Saved dataset items:
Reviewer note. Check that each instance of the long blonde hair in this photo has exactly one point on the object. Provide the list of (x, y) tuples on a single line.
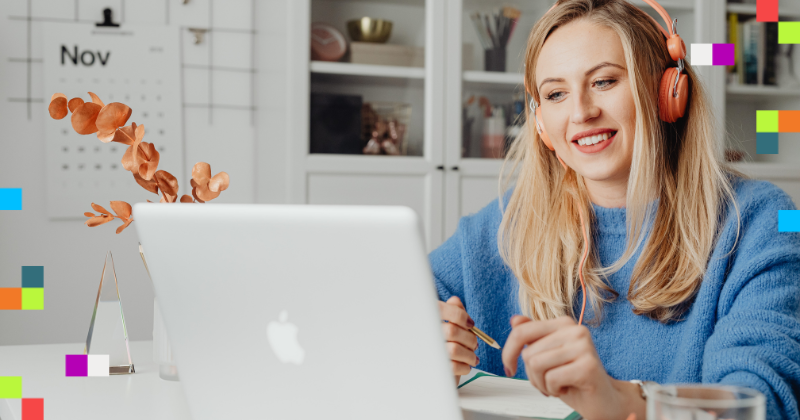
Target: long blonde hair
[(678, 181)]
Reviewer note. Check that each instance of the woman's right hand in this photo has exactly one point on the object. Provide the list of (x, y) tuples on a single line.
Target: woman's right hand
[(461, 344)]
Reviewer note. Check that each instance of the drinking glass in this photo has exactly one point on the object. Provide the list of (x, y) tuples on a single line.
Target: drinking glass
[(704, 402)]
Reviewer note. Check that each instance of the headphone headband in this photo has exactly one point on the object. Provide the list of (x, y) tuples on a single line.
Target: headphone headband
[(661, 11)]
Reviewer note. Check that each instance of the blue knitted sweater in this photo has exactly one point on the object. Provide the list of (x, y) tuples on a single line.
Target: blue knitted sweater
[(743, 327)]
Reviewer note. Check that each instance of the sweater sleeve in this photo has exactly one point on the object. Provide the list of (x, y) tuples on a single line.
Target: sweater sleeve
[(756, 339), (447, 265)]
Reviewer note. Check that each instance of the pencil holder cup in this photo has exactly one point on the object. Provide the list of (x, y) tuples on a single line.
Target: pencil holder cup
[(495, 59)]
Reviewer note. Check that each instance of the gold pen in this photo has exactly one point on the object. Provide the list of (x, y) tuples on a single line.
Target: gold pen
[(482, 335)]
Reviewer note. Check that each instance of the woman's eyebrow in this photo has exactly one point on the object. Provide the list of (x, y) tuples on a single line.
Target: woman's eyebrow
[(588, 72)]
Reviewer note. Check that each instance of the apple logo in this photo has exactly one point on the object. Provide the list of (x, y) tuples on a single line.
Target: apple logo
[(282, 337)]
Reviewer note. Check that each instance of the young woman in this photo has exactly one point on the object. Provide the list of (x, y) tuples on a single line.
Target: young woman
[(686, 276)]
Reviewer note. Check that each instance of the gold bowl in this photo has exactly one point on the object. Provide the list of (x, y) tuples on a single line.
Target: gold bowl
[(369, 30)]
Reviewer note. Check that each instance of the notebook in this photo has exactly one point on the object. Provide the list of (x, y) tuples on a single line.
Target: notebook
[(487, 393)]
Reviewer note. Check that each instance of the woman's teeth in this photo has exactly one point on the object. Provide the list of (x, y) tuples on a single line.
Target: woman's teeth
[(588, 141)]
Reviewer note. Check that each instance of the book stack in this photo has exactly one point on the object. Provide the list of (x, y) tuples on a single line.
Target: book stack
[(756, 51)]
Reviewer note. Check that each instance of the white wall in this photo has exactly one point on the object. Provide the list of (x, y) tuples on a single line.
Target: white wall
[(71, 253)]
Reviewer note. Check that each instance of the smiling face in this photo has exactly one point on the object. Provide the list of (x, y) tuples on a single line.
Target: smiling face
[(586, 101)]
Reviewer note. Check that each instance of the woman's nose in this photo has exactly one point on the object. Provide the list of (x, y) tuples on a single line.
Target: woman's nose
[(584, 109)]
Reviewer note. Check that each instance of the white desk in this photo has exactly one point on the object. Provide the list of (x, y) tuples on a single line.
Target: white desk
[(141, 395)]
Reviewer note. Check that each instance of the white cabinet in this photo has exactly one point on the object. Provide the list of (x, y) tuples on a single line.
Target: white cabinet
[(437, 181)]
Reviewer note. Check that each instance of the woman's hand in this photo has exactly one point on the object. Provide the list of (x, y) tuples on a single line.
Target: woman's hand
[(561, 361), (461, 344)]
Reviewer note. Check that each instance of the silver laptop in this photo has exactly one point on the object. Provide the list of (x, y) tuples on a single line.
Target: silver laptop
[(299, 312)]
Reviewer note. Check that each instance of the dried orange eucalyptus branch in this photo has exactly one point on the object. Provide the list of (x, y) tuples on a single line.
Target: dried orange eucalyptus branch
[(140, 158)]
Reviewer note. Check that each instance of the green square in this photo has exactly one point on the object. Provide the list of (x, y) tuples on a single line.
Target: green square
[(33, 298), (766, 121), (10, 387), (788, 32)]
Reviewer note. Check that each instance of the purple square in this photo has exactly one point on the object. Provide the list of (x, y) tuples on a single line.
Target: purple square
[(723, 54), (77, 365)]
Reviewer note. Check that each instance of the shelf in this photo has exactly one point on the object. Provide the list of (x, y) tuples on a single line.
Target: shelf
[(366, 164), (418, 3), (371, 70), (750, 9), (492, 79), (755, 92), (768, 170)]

What is asked: Rewrite the listing above, substituting "Annotator note" for every occurrence of "Reviewer note" and leaving everything else unchanged. Omit the pictures.

Answer for this exercise:
Annotator note. Check that each instance of the long blonde hair in this photo has exactly one point on the object. Provide the list of (x, y) tuples on a single line.
Target: long blonde hair
[(678, 181)]
Annotator note. Check that each instance of the woman's right hand in this photo has exactly one point on the object. Provide the list of (x, y) tuples on a single line.
Target: woman's right hand
[(461, 344)]
Annotator note. Check that each instance of the drinking glass in this photo has exactly one point on the object. Provide the list of (x, y) tuples on a single line.
Target: drinking glass
[(704, 402)]
Annotator note. Check that each instance of the headphone headband in this photo has exactly one point on the object. Provide the list of (x, y) tuples on a single line.
Target: headphone headband
[(661, 11)]
Annotator note. Check that each instance of the blue knitted sweater in this photo has exactly one point on the object. Provide the list of (x, y) tuples on a single line.
Target: blue knitted sweater
[(743, 327)]
Annotator note. Check that each instance of the sweater sleeve in this photo has exactly one point on the object. Provide the list of (x, y) tuples on a single line.
Target: sweater sleeve
[(756, 339), (447, 265)]
Annotator note. Check that each instance of the pencil holder cup in this photo has exactly one point on the object. Provide the list of (x, y) tuples on a single line.
Target: pencil holder cup
[(495, 59)]
Annotator note. Check that each instance of the gold pen in this photo has exactly one point on the object. Provide the list of (x, y) tuples on a single line.
Target: gold pen
[(482, 335)]
Annotator note. Check that each instance of the woman's eyebrow in this photo has exactly one point on the object. Provide the list of (x, y) tuples on a single line.
Target: woman's eyebrow
[(588, 72)]
Annotator note. Check that each instance of the apple logo in this photo has exactly one point on the object. Provide the list of (x, y) tuples on a single line.
Target: apple logo
[(282, 337)]
Annotator note. Check that each instance of the young woman in this photo has exactly one point on the object. Provide the list of (x, y) tuples on a single line.
Target: young woman
[(686, 276)]
Annotator note. Check that each instance of the gold bowl in this photo has exactly one point on the object. Provide the list of (x, y) tuples on a single line.
Target: gold bowl
[(369, 30)]
Annotator note. Check that each instance of the notebook in this photo has exactly one point on the object. Provide the list of (x, y) tuples on a single line.
Target: notebook
[(487, 393)]
Annotator note. Check that each instance of the woman's teeth in this photo has exactly one point on the object. Provide the list of (x, y) tuples on a single line.
Target: woman's teeth
[(588, 141)]
Annotator note. Check that each instance of the book stack in this photo has exactly one point on the object. Provide the list of (x, y) tuples on a single line.
Target: book stack
[(756, 51)]
Annotator note. Check that each instance of the white wall in this photo has exactly one point on the object. Provide the list of (x, y) tuples on a single line.
Target: white wall
[(71, 253)]
Annotator note. Check that each instance of the smiling face in this photo has exactly one point on the object. Provide the list of (x, y) tuples on a single line.
Target: smiling face
[(586, 101)]
Annotator note. Check that each instance of the woman's nose in this photo has exactly one point on the object. Provide the list of (x, y) tuples on a single line.
Target: woman's nose
[(584, 109)]
Annotator note. Check that each instance of the white desk in this photo has exactly one point on the object. Provide the list of (x, y) tuples on a single line.
Target: white desk
[(141, 395)]
Annotator note. Check that each instance of the white cabinet in this photo has exactly one point on the object. Provide the list of (x, y) tuples on a single line.
Target: white cabinet
[(437, 181)]
Annotator note. Check that each instance of the woman's hand in this photo has exactly one point on the object. Provide the list of (x, y) tuples on a single line.
Target: woman's hand
[(561, 361), (461, 344)]
Annotator note. Check that each instance of the silver laptop in this photo has exactly one point on the object. Provide the list of (x, y) tuples on a single line.
Target: silver laptop
[(299, 312)]
Annotator note. Check that each instance of the dried orange eucalyptus branch in this photo has exactly one point on the object. Provide the list of (x, y) tuples on a single line.
Target: dried orange eucalyptus branch
[(140, 158)]
Annotator note. Check that each instance of the green square in this photo has exactly one point on the object. Provide the list of (x, y) tuples on a single line.
Target: green square
[(33, 298), (766, 121), (10, 387), (788, 32)]
Annotator note. Check that each instance of the purple square in this photo has exactly one point on the object. Provide the list of (x, y) tuples on a single line.
Target: purple square
[(723, 54), (77, 365)]
Annotator note. Check that each instance of the shelf in this photo has exactly one point on the object. Provide the list of (x, y) tuples on a single line.
Target: shelf
[(366, 164), (418, 3), (371, 70), (750, 9), (492, 79), (755, 92), (768, 170)]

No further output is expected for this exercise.